Tal como afirmó Aristóteles en su Política[1], el ser humano se diferencia de los animales en tanto que es un ser racional; capacidad que le ha permitido ser una suerte de Homo Deus, según lo entiende el historiador Y.N. Harari[2]. Esta capacidad le ha permitido desarrollar una serie de lenguajes y símbolos muy complejos, a través de los cuales interpretar y representar la realidad, y, si se quiere, dando lugar a múltiples maneras de vivir la realidad misma. La psicología evolutiva y del desarrollo nos da una serie de pistas acerca del apasionante camino que el ser humano ha ido recorriendo en su viaje desde su formación en la matriz hasta su pleno desarrollo en la adultez, donde, entre otras cosas, nos esclarece cómo es y ha sido posible todo aquello que anteriormente señalamos. Esto no es posible sino gracias a la capacidad de aprender. Así pues, siguiendo a Juan Delval[3], el desarrollo humano es un constante camino de aprendizaje; una hazaña desde el día uno en que el feto ya no es más feto, pasando a ser un recién nacido que inicia su arduo peregrinar en el mundo.

El ser humano ha ido aprendiendo a lidiar con su entorno, ya sea este el medio físico o social. Poco a poco, incluso y siempre que ha podido, ha llegado a una comprensión más exacta de las leyes naturales, diseñando una serie de mecanismos complejos que han facilitado su supervivencia. Las fuentes históricas de las que disponemos nos han permitido conocer que, dicho aprendizaje se ha ido entregando, generación tras generación; desde la oralidad, hasta, quién lo diría, unos diminutos dispositivos electrónicos capaces de conservar cantidades inimaginables de información a partir de unos y ceros. Y es que una de las líneas maestras de la historia de la humanidad, es precisamente esta, la preservación y transmisión del conocimiento, de generación en generación. Una herencia cultural que, innegablemente, nos ha permitido llegar hoy al lugar en el que estamos.

■ **LISTADO**
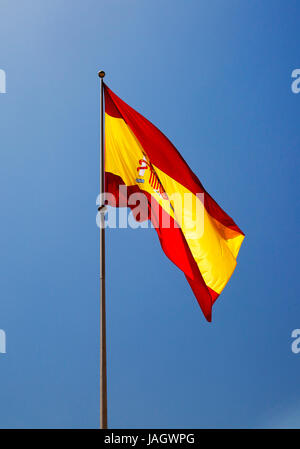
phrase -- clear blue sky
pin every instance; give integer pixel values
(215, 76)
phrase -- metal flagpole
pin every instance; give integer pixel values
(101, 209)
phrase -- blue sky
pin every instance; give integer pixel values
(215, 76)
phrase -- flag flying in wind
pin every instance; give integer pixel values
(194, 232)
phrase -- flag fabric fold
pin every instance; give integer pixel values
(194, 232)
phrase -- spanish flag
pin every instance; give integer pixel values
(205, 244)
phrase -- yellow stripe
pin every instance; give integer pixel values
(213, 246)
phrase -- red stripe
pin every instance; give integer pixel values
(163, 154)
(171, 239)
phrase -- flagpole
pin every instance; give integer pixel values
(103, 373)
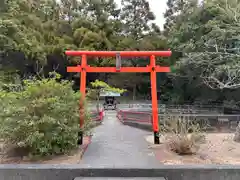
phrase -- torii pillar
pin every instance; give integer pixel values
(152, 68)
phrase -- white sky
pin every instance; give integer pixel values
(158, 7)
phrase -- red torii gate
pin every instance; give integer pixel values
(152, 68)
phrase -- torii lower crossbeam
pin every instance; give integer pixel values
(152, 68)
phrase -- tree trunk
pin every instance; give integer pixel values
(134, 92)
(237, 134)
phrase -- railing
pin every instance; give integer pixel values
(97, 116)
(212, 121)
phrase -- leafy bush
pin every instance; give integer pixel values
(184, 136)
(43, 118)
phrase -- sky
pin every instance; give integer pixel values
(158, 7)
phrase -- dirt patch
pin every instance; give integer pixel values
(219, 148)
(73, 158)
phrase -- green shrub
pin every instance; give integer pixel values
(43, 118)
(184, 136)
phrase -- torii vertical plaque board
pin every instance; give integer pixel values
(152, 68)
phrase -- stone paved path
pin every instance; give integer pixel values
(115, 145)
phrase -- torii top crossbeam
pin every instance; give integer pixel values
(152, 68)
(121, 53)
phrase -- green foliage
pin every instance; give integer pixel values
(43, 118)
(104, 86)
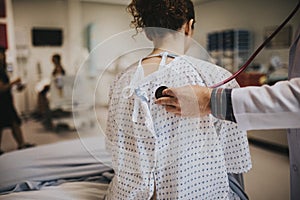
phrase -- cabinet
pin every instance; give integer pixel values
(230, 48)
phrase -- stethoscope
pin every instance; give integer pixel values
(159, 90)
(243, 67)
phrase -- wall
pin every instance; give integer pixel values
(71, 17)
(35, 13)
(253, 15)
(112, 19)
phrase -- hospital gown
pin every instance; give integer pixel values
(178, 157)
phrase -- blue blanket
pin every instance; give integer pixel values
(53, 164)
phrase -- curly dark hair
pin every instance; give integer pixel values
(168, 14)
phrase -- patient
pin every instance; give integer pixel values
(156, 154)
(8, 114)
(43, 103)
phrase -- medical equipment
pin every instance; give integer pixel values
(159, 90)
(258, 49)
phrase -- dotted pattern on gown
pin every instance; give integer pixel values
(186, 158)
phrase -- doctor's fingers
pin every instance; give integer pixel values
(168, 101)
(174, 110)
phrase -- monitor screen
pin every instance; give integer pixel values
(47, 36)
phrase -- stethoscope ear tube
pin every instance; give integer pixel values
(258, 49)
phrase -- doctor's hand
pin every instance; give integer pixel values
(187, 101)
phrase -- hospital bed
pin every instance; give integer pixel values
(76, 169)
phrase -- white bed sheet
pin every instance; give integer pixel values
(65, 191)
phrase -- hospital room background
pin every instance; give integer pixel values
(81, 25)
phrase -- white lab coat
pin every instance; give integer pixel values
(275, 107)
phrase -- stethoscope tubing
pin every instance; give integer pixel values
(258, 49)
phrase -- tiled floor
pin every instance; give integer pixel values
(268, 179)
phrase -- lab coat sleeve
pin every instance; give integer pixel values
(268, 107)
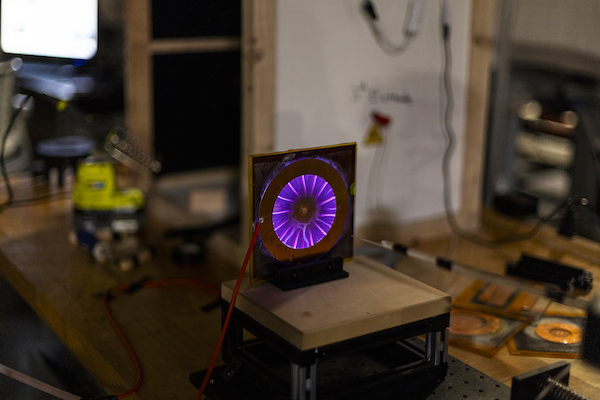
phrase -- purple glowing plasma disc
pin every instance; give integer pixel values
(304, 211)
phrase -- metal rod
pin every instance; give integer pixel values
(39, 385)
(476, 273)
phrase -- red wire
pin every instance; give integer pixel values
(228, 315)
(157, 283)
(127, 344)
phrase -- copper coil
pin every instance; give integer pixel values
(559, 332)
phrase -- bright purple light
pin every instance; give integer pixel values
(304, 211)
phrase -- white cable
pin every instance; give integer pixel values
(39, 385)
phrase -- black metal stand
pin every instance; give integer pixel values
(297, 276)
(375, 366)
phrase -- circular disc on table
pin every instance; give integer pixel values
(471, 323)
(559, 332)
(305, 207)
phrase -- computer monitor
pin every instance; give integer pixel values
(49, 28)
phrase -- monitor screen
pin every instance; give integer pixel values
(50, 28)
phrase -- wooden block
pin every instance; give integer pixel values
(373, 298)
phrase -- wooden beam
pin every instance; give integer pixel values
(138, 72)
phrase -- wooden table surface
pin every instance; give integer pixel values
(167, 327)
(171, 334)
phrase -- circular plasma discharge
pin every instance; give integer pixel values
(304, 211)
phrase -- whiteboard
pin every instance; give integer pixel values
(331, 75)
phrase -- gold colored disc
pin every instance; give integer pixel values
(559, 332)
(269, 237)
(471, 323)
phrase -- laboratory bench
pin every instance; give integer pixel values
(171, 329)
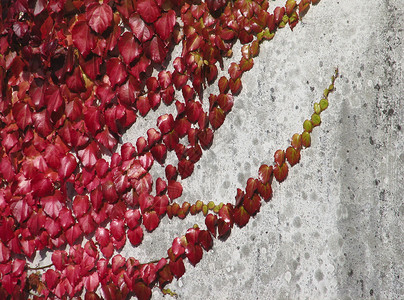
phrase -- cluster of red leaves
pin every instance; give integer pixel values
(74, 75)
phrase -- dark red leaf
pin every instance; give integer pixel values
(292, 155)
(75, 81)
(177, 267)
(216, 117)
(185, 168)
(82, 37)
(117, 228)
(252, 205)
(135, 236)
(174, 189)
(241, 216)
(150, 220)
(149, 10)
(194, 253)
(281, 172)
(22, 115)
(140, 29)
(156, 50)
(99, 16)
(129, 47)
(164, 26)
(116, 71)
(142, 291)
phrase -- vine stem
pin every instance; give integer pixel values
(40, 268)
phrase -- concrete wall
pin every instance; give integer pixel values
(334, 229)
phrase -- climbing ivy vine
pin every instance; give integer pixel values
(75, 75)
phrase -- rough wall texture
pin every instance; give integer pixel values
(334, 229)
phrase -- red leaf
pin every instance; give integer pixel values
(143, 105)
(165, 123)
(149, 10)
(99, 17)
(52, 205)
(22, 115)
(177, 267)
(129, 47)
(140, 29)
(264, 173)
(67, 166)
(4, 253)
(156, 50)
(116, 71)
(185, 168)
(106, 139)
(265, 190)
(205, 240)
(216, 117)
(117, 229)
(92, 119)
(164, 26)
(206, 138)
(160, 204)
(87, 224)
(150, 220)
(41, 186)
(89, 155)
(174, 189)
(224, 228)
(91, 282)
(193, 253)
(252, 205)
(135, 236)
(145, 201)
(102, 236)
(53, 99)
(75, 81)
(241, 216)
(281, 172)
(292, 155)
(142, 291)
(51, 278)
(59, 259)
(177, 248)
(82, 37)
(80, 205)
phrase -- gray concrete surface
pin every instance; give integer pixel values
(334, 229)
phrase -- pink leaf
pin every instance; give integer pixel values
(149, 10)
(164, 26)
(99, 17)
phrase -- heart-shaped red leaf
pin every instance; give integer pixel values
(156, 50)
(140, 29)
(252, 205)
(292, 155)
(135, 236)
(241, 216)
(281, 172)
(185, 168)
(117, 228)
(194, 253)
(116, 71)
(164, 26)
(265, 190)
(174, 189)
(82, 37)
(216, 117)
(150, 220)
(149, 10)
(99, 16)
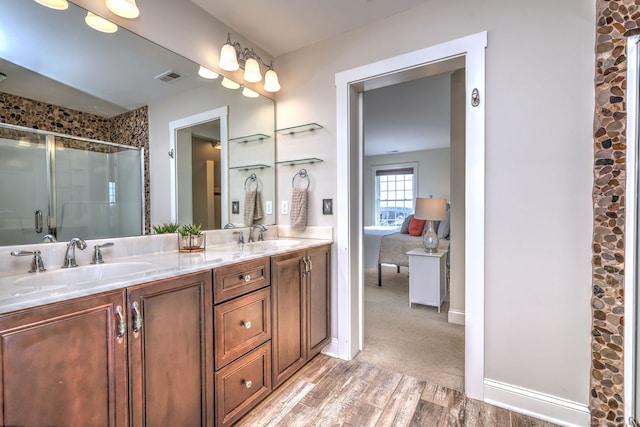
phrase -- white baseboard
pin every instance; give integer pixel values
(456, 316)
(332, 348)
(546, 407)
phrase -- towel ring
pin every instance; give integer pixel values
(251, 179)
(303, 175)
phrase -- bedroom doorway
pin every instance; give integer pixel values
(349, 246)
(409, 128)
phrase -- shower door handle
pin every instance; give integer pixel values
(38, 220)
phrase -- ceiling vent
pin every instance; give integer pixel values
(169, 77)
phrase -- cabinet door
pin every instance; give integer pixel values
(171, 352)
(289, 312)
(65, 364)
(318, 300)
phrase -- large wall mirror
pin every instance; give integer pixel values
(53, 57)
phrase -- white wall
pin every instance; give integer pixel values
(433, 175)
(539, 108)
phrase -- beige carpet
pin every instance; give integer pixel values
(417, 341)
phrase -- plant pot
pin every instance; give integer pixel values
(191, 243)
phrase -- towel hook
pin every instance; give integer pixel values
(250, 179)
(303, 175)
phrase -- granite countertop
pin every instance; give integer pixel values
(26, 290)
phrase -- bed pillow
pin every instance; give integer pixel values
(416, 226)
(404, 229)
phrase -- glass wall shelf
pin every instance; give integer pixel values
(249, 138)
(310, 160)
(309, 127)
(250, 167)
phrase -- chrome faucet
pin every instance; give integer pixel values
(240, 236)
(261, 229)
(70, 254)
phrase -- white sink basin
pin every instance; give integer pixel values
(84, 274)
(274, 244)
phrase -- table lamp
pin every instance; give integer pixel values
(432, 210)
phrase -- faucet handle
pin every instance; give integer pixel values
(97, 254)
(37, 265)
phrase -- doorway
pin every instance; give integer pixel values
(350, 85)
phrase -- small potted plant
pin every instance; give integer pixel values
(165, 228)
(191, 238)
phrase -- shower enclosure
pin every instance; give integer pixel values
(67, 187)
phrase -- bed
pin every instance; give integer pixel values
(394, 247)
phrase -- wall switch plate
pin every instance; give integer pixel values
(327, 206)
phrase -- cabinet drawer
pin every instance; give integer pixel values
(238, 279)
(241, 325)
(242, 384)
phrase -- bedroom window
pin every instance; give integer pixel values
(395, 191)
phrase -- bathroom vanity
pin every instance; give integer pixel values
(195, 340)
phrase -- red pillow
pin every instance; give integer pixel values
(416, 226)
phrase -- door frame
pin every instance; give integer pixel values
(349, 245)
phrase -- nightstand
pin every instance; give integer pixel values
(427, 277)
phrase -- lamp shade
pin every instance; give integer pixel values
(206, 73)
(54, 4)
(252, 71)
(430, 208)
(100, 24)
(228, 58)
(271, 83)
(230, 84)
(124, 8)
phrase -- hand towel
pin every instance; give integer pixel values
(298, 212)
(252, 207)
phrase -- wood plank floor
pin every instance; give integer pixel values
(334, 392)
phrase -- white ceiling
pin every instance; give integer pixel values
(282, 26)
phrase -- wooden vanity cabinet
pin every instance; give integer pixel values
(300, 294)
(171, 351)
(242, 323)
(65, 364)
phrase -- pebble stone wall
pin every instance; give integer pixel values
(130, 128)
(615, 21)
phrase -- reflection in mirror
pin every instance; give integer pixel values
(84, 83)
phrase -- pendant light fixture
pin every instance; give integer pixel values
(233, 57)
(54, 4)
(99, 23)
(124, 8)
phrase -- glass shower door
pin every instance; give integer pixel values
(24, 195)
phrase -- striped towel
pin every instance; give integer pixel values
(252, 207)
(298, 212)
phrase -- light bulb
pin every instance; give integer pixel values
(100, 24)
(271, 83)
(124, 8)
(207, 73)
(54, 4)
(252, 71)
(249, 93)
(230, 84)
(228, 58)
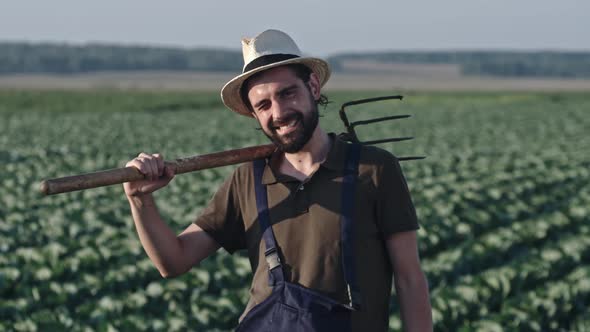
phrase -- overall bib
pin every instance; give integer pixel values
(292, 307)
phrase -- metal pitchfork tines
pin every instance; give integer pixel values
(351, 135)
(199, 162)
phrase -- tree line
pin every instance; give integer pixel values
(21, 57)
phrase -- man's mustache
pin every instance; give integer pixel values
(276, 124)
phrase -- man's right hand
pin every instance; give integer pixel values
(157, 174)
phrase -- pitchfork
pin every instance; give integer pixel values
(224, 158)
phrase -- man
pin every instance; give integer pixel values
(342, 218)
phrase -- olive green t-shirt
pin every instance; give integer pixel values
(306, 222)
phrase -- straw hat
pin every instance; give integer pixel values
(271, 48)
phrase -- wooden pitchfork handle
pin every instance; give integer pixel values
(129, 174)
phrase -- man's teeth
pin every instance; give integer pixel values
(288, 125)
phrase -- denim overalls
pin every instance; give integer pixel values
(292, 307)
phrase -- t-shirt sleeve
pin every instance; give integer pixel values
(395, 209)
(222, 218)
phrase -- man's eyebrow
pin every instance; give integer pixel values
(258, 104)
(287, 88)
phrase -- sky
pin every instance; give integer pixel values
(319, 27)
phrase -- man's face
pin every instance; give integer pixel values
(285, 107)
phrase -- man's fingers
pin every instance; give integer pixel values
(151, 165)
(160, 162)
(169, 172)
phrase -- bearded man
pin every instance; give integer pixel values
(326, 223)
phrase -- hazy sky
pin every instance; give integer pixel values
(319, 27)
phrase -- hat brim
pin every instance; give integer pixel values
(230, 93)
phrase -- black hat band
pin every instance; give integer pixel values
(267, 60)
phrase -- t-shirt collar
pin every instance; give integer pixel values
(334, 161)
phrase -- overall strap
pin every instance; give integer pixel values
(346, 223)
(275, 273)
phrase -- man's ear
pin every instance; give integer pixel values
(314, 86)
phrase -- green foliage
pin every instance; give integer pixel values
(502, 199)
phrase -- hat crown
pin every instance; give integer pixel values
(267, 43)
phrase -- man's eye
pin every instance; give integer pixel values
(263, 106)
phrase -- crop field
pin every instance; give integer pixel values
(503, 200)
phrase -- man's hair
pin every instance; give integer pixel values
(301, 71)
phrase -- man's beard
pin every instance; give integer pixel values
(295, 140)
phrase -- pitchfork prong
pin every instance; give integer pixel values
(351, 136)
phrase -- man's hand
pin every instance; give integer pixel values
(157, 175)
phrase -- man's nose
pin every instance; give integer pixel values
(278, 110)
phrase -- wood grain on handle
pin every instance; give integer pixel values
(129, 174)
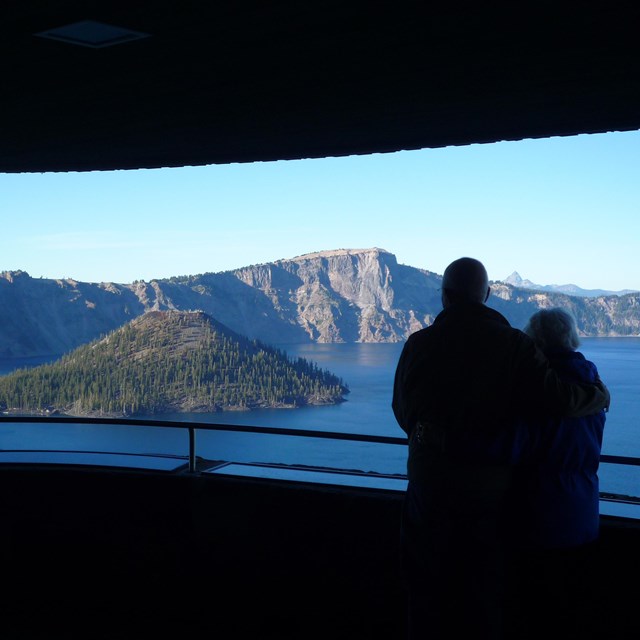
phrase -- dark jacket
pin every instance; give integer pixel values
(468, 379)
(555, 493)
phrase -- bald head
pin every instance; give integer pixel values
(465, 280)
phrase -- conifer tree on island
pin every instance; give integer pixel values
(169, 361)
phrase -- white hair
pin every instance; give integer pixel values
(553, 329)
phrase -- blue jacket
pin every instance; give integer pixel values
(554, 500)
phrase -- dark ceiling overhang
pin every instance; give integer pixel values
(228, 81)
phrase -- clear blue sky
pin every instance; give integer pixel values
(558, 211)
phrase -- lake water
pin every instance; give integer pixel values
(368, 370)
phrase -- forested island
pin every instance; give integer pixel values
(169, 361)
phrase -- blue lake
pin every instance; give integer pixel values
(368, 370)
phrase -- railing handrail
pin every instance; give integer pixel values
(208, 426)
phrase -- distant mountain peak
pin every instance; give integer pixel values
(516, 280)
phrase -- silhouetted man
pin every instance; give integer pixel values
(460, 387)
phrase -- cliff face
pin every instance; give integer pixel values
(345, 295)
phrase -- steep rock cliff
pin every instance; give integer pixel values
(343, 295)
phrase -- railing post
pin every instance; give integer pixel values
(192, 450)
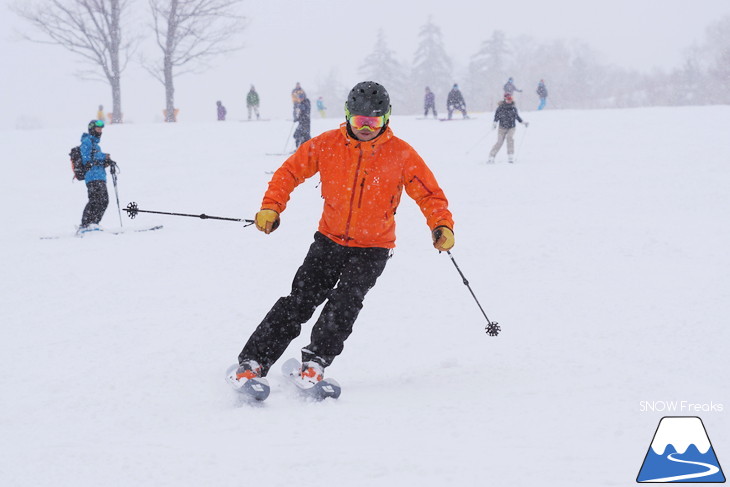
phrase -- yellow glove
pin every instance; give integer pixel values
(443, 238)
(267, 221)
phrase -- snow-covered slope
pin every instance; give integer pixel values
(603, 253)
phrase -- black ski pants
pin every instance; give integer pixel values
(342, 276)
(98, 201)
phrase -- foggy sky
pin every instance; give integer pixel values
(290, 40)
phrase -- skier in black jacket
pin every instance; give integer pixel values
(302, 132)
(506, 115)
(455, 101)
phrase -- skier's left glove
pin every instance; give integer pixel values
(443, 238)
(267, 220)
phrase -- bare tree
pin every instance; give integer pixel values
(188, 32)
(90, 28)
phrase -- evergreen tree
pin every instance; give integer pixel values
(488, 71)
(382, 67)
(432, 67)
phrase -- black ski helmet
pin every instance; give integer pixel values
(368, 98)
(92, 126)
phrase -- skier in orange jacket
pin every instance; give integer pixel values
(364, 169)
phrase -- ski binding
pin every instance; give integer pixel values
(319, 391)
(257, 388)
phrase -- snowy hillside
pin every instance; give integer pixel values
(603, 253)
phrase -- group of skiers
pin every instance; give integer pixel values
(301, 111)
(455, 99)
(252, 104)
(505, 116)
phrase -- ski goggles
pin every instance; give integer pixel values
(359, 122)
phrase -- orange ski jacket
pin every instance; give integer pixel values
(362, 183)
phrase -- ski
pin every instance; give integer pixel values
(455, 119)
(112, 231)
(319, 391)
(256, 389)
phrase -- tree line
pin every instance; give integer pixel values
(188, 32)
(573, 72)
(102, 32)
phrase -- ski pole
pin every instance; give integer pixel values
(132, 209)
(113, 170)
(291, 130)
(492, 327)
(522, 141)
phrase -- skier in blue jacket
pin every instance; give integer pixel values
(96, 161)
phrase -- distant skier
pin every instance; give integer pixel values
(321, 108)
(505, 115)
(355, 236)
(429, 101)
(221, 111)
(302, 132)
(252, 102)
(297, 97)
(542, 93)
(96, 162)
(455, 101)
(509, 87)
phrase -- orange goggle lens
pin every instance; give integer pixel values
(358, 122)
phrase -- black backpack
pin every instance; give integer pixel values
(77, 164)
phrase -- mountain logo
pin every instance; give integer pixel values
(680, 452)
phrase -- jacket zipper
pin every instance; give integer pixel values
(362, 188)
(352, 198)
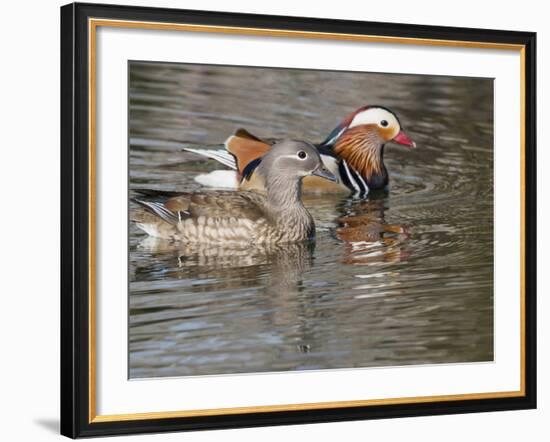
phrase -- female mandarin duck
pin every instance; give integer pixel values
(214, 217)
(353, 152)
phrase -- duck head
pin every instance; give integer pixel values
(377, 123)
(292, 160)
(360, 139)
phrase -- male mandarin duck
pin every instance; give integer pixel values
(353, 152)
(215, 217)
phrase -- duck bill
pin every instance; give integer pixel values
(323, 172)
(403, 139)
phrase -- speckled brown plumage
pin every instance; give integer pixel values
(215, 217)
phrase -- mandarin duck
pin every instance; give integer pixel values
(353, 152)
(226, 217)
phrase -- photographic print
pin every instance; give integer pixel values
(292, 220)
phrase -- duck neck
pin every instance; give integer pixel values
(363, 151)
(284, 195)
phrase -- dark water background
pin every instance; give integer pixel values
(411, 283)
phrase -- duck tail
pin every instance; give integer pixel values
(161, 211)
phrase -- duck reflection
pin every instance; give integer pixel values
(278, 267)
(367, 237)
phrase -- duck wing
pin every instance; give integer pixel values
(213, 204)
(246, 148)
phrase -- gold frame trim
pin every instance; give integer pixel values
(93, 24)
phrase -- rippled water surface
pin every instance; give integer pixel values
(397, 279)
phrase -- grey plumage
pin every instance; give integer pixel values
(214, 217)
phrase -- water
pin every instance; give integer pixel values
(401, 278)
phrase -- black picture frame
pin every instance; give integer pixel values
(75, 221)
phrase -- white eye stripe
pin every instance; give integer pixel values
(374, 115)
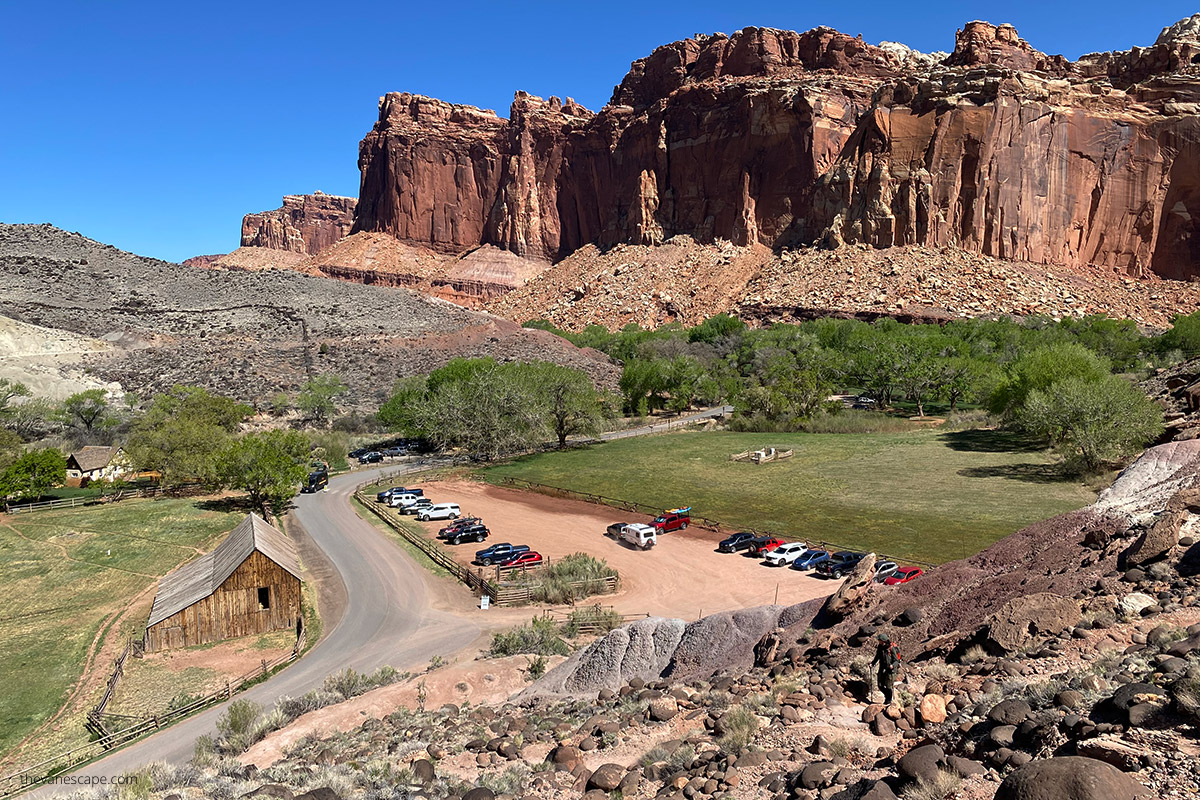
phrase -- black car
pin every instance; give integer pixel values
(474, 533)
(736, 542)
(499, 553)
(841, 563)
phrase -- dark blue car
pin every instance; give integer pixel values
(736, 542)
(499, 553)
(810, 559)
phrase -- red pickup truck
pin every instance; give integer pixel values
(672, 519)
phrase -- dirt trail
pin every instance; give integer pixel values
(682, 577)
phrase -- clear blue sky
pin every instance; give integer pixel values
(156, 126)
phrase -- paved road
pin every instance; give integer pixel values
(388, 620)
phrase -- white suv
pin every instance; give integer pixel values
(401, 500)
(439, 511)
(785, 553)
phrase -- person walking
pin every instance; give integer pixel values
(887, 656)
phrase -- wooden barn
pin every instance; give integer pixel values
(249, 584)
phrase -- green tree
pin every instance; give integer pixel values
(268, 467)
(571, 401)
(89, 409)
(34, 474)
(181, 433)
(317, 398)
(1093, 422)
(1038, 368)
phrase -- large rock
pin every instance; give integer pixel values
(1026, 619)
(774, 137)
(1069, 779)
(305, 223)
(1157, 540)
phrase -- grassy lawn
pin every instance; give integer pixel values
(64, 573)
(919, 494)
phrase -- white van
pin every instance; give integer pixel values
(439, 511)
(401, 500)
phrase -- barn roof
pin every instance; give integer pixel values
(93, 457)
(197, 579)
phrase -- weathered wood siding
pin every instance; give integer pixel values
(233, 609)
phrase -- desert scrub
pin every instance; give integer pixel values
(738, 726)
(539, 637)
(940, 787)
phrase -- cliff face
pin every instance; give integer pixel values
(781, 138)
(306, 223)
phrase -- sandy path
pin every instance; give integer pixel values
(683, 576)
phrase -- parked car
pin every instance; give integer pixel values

■ **CONSIGNAS DE TRABAJO**
1. En el texto sobre el aprendizaje humano, ¿a quién se sigue para afirmar que el desarrollo humano es un constante camino de aprendizaje?
2. Copia todo lo que va de "El ser humano ha ido aprendiendo" hasta "el que estamos." en el texto sobre el aprendizaje humano y sustituye "supervivencia" por "subsistencia".
3. Enumera todas las personas que se nombran en el texto sobre el aprendizaje humano.

■ **RESPUESTAS FINALES**
1. A Juan Delval.

2.
El ser humano ha ido aprendiendo a lidiar con su entorno, ya sea este el medio físico o social. Poco a poco, incluso y siempre que ha podido, ha llegado a una comprensión más exacta de las leyes naturales, diseñando una serie de mecanismos complejos que han facilitado su subsistencia. Las fuentes históricas de las que disponemos nos han permitido conocer que, dicho aprendizaje se ha ido entregando, generación tras generación; desde la oralidad, hasta, quién lo diría, unos diminutos dispositivos electrónicos capaces de conservar cantidades inimaginables de información a partir de unos y ceros. Y es que una de las líneas maestras de la historia de la humanidad, es precisamente esta, la preservación y transmisión del conocimiento, de generación en generación. Una herencia cultural que, innegablemente, nos ha permitido llegar hoy al lugar en el que estamos.

3. Aristóteles, Y.N. Harari, Juan Delval